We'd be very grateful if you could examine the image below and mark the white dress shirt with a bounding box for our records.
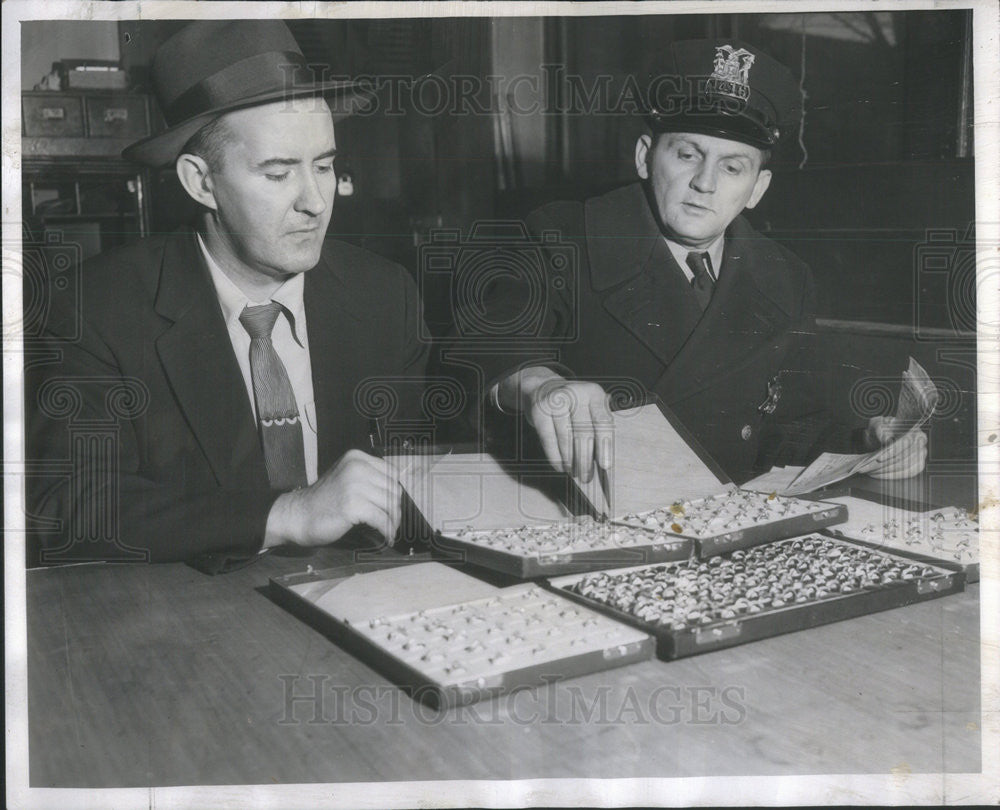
[198,234,317,484]
[663,234,726,282]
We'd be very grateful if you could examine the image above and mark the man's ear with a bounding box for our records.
[747,169,771,208]
[174,154,218,211]
[635,135,653,180]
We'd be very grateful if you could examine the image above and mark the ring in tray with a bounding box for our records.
[616,489,847,557]
[827,492,979,582]
[437,517,692,578]
[271,562,655,707]
[549,534,964,659]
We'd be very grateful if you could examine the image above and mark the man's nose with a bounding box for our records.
[295,172,327,216]
[691,160,717,194]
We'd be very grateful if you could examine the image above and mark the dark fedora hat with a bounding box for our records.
[122,20,371,167]
[646,39,801,149]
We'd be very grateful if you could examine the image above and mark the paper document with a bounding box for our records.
[740,467,805,493]
[772,357,939,495]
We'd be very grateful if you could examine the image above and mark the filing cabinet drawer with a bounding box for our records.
[85,96,149,138]
[21,93,84,138]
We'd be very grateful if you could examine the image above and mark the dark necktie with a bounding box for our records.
[687,251,715,311]
[240,301,307,490]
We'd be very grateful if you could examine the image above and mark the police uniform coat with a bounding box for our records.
[472,184,830,482]
[26,229,427,562]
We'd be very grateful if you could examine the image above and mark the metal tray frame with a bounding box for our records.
[547,537,965,661]
[612,498,847,559]
[269,568,656,710]
[823,487,981,585]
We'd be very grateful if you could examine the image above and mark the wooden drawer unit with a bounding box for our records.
[84,95,149,138]
[21,93,84,138]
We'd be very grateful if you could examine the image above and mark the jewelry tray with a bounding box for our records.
[823,488,979,583]
[547,534,965,660]
[270,562,656,709]
[614,489,847,559]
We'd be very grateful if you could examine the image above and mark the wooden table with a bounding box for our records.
[28,549,980,787]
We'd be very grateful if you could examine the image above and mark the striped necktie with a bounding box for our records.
[687,251,715,311]
[240,301,307,490]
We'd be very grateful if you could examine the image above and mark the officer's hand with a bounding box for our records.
[860,416,927,478]
[264,450,402,548]
[505,367,613,483]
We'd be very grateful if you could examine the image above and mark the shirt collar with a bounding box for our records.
[663,234,725,281]
[198,233,306,346]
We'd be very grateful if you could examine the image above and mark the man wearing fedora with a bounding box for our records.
[29,21,426,571]
[464,40,926,482]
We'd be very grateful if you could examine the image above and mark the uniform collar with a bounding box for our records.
[663,234,726,281]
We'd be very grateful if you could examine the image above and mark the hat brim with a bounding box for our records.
[646,113,780,149]
[122,81,374,169]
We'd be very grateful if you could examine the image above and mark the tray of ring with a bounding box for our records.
[823,489,979,582]
[271,562,656,708]
[434,517,693,579]
[613,489,847,558]
[548,534,965,660]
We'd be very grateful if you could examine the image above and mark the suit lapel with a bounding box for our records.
[304,242,372,473]
[155,231,268,487]
[655,223,791,401]
[584,184,702,365]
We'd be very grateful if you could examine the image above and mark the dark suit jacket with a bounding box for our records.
[464,184,832,481]
[26,229,427,562]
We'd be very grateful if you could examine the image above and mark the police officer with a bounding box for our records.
[472,40,927,481]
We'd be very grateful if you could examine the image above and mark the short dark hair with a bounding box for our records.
[181,115,233,171]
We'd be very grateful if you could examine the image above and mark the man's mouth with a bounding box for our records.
[682,202,714,214]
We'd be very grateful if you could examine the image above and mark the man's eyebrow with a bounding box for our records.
[254,149,337,169]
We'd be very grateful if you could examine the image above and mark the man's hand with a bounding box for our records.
[264,450,402,548]
[498,366,614,483]
[859,416,927,478]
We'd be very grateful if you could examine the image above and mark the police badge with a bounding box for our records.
[705,45,754,105]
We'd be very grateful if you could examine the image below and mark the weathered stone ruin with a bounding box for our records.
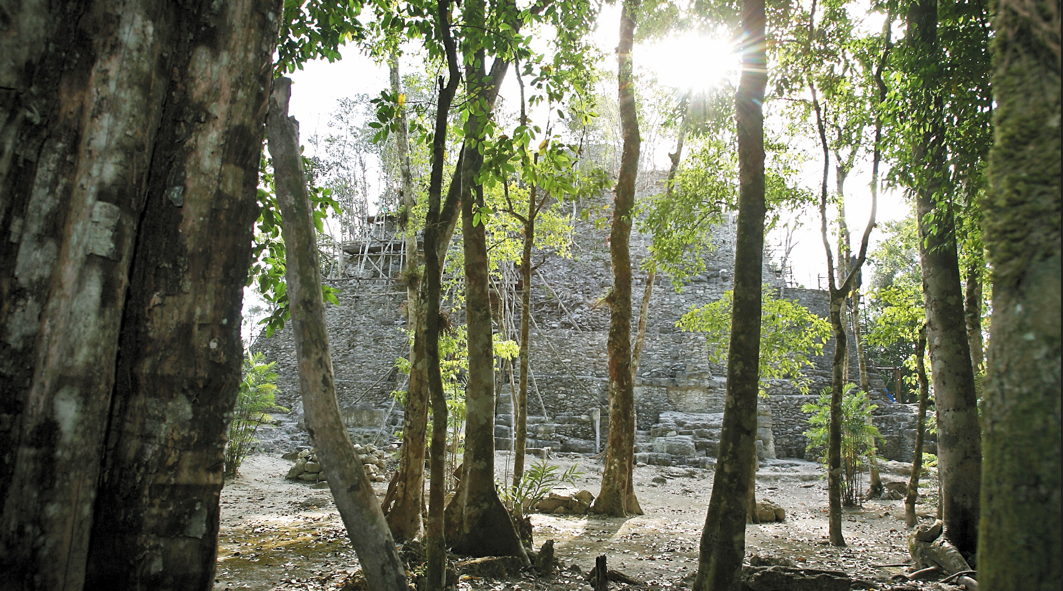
[255,179,933,467]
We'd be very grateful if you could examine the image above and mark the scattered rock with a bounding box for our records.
[534,489,594,516]
[757,499,787,523]
[742,567,853,591]
[908,520,972,575]
[749,554,797,568]
[535,540,555,576]
[281,444,387,488]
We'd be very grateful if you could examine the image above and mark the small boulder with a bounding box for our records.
[757,500,787,523]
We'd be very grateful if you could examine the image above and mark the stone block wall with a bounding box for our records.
[254,183,915,461]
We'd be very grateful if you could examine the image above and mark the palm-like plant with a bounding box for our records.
[802,384,882,507]
[224,353,288,478]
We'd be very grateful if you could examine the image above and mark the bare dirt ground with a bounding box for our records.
[215,452,959,591]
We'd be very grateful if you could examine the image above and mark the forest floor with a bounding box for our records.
[215,452,961,591]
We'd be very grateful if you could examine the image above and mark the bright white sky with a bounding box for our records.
[280,5,909,288]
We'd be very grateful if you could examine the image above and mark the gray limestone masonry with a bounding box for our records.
[253,177,935,467]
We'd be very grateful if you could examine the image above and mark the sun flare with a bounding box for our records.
[635,34,740,90]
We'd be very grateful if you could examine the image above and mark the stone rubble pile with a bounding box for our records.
[757,499,787,523]
[282,443,387,484]
[533,488,594,516]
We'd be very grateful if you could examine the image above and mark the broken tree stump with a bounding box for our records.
[591,554,609,591]
[742,567,853,591]
[908,521,971,575]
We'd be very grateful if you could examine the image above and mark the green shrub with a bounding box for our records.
[800,384,882,507]
[496,459,584,516]
[224,353,288,478]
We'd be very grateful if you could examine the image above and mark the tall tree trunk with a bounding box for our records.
[452,0,530,564]
[809,73,878,546]
[513,186,538,491]
[453,148,530,564]
[0,1,281,589]
[905,324,930,527]
[414,0,461,591]
[694,0,767,591]
[266,78,406,591]
[631,103,690,381]
[963,262,985,374]
[978,0,1061,591]
[591,0,642,517]
[908,0,981,554]
[383,49,428,540]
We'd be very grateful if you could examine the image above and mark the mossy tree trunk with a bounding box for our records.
[267,78,406,591]
[383,50,428,540]
[414,0,461,591]
[908,0,981,554]
[963,256,985,375]
[513,177,535,491]
[905,324,930,527]
[694,0,767,591]
[0,1,281,590]
[591,0,642,517]
[978,0,1061,591]
[809,85,878,546]
[452,0,530,565]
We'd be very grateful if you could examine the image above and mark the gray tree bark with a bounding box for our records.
[0,1,281,589]
[591,0,642,517]
[267,78,406,591]
[694,0,767,591]
[908,0,981,554]
[383,50,428,540]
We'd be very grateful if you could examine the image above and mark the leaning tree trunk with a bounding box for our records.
[591,0,642,517]
[908,0,981,554]
[452,0,530,564]
[905,324,930,527]
[694,0,767,591]
[383,49,428,540]
[267,78,406,591]
[0,1,281,590]
[978,0,1061,591]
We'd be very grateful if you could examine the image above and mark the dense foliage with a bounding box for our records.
[802,384,882,507]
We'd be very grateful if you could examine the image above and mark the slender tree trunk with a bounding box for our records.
[0,1,281,590]
[267,78,406,591]
[513,186,538,493]
[452,0,530,564]
[908,0,981,554]
[809,77,878,546]
[694,0,767,591]
[414,0,461,591]
[631,107,689,378]
[905,324,930,527]
[916,153,981,554]
[963,262,985,374]
[453,148,530,564]
[591,0,642,517]
[383,49,428,540]
[631,265,657,376]
[978,0,1061,591]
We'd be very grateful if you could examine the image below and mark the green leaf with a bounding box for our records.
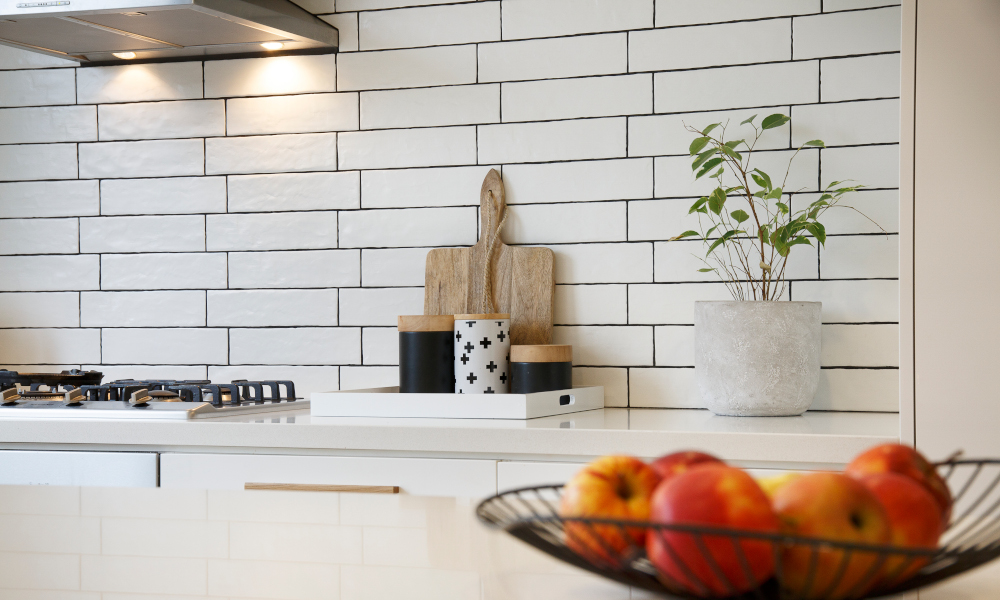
[688,136,711,156]
[760,113,791,129]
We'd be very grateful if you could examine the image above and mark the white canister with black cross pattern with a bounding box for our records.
[455,314,510,394]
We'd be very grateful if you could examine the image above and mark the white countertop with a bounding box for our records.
[0,408,899,466]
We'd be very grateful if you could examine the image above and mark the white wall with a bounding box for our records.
[0,0,900,411]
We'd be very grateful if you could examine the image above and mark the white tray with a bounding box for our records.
[309,386,604,419]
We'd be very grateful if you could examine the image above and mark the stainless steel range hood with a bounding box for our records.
[0,0,339,65]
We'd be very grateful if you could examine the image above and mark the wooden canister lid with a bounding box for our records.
[397,315,455,331]
[510,344,573,362]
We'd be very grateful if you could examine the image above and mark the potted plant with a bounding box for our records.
[671,114,880,416]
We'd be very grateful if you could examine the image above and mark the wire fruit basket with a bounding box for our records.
[476,459,1000,600]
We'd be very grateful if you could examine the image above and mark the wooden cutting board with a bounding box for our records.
[424,169,555,344]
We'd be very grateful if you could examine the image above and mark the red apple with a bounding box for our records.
[858,473,944,584]
[773,473,891,600]
[649,450,726,481]
[844,444,951,524]
[646,465,780,597]
[559,456,660,565]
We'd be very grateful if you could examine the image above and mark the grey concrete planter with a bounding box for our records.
[694,302,823,417]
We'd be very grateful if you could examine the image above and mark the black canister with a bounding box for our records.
[510,344,573,394]
[398,315,455,394]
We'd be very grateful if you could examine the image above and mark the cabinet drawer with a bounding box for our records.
[0,450,156,487]
[160,454,497,498]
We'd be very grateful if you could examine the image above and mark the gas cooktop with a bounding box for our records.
[0,369,309,419]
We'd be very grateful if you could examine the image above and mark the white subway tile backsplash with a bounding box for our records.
[100,253,226,290]
[0,255,101,292]
[500,74,653,123]
[229,250,361,288]
[340,207,478,248]
[361,84,500,129]
[478,117,626,163]
[339,127,476,170]
[76,61,202,104]
[0,219,79,254]
[229,173,361,212]
[358,1,500,50]
[0,144,78,181]
[100,177,226,215]
[653,61,819,113]
[98,100,226,141]
[792,7,902,60]
[229,327,361,365]
[79,140,205,179]
[628,19,792,73]
[205,211,337,250]
[205,54,337,98]
[340,287,424,326]
[0,292,80,327]
[0,181,101,218]
[80,290,205,328]
[503,202,627,244]
[0,69,76,107]
[479,33,628,82]
[225,93,358,135]
[208,289,337,327]
[503,0,653,40]
[80,215,205,254]
[205,133,337,175]
[361,166,496,208]
[0,106,97,144]
[338,44,476,92]
[503,158,653,205]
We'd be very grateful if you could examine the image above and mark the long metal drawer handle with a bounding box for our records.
[243,483,399,494]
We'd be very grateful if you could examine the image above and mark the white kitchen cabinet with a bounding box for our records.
[0,450,156,487]
[160,453,497,498]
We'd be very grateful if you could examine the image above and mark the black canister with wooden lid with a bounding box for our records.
[510,344,573,394]
[398,315,455,394]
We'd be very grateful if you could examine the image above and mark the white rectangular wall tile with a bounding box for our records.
[80,140,205,179]
[0,106,97,144]
[229,250,361,288]
[229,327,361,365]
[100,253,226,290]
[80,215,205,253]
[76,61,202,104]
[339,127,476,170]
[361,84,500,129]
[479,33,628,82]
[358,1,500,50]
[503,158,653,205]
[98,100,226,140]
[653,61,819,113]
[100,177,226,215]
[225,93,358,135]
[205,133,337,175]
[340,207,478,248]
[229,173,361,212]
[478,117,626,163]
[0,181,101,218]
[208,289,337,327]
[503,0,653,40]
[500,74,653,123]
[205,211,337,250]
[101,328,228,365]
[205,54,337,98]
[338,44,476,92]
[340,287,424,326]
[80,290,205,328]
[628,19,792,73]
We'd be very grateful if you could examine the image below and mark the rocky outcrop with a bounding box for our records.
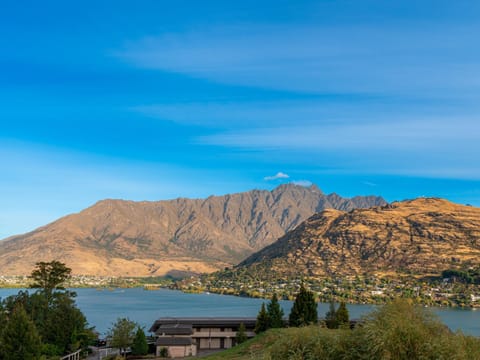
[237,198,480,277]
[0,184,385,276]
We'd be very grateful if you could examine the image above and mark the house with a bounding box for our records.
[149,317,256,358]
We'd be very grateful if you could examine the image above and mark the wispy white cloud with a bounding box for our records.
[114,24,480,94]
[263,171,290,181]
[197,118,480,179]
[292,180,313,187]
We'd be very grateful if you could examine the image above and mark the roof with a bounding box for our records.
[149,317,257,332]
[157,336,193,346]
[155,323,193,335]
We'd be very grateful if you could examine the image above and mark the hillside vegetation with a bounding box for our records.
[0,184,386,276]
[206,300,480,360]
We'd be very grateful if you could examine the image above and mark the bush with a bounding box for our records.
[268,300,480,360]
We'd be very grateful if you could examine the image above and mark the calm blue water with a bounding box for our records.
[0,288,480,336]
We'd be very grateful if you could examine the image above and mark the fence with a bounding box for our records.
[60,350,82,360]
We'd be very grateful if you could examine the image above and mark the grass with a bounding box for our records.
[204,329,289,360]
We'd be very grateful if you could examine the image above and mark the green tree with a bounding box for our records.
[3,262,95,356]
[30,260,72,302]
[109,318,137,355]
[237,323,248,344]
[289,284,318,327]
[267,293,284,328]
[325,301,338,329]
[335,301,350,326]
[0,305,42,360]
[255,303,270,334]
[132,326,148,355]
[43,294,95,355]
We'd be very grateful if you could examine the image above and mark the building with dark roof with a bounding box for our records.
[150,317,256,358]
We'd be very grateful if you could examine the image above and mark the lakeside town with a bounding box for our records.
[0,274,480,308]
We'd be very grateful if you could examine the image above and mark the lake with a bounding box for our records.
[0,288,480,336]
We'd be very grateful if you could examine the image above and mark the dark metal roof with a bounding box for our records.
[157,336,193,346]
[156,323,193,335]
[149,317,257,332]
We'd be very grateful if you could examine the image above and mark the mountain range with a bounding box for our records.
[236,198,480,278]
[0,184,386,276]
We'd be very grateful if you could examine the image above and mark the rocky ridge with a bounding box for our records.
[0,184,386,276]
[236,198,480,278]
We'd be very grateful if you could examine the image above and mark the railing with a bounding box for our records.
[98,348,120,360]
[60,350,82,360]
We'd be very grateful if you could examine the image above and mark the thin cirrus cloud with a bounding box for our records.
[263,171,290,181]
[114,24,480,94]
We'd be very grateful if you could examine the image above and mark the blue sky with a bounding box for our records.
[0,0,480,238]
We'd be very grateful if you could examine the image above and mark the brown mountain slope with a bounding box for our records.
[239,198,480,277]
[0,184,385,276]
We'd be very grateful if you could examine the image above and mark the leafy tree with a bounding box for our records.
[43,294,95,354]
[0,305,42,360]
[132,326,148,355]
[335,301,350,326]
[237,323,248,344]
[325,301,339,329]
[3,262,95,356]
[267,293,284,328]
[289,284,318,327]
[30,260,72,302]
[109,318,137,355]
[255,303,270,334]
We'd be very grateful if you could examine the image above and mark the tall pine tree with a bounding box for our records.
[267,293,284,328]
[0,305,42,360]
[255,303,269,334]
[288,284,318,327]
[325,301,338,329]
[132,326,148,355]
[335,301,350,326]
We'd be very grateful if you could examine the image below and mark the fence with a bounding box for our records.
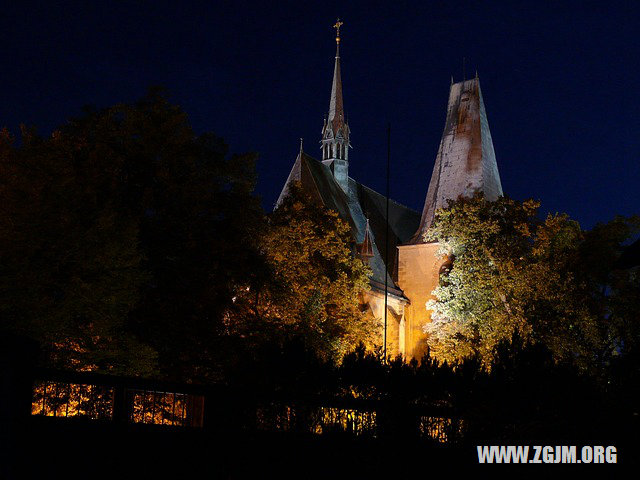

PROBLEM STATEMENT — Rewrite the lines from the one containing "pile with a bounding box for our records." through the one containing "[452,0,530,565]", inclusive, as a JSON list of strings with one string per line, leaving out any blank lines.

EXERCISE OUTPUT —
[
  "We'd be very grateful if you could examine the image above and mark the stone rubble pile with a bounding box for our records.",
  "[757,499,787,523]",
  "[282,443,387,484]",
  "[533,488,594,516]",
  "We'd be very grateful if you could examine the image above and mark the broken tree stump with a bounding box for our records.",
  "[591,554,609,591]",
  "[742,567,853,591]",
  "[908,521,971,575]",
  "We'd be very grateful if you could examine the image above and mark the green shrub with a bounding box for our records.",
  "[800,384,882,507]",
  "[496,459,584,516]",
  "[224,353,288,478]",
  "We'd be very grateful if you could examine the image above and mark the tall tree trunk with a bounding box for our records.",
  "[452,0,530,564]",
  "[809,73,878,546]",
  "[513,186,538,491]",
  "[453,148,530,564]",
  "[0,1,281,589]",
  "[905,324,930,527]",
  "[414,0,461,591]",
  "[694,0,767,591]",
  "[266,78,406,591]",
  "[631,103,690,381]",
  "[963,262,985,374]",
  "[978,0,1061,591]",
  "[591,0,642,517]",
  "[908,0,981,554]",
  "[383,49,428,540]",
  "We'd be very grateful if you could examine the image above and mark the mossy tree trunk with a bounding box for our records.",
  "[267,78,406,591]",
  "[383,50,428,540]",
  "[414,0,461,591]",
  "[908,0,981,554]",
  "[963,256,985,375]",
  "[513,177,535,491]",
  "[905,324,930,527]",
  "[694,0,767,591]",
  "[0,1,281,590]",
  "[591,0,642,517]",
  "[978,0,1061,591]",
  "[809,85,878,546]",
  "[452,0,530,565]"
]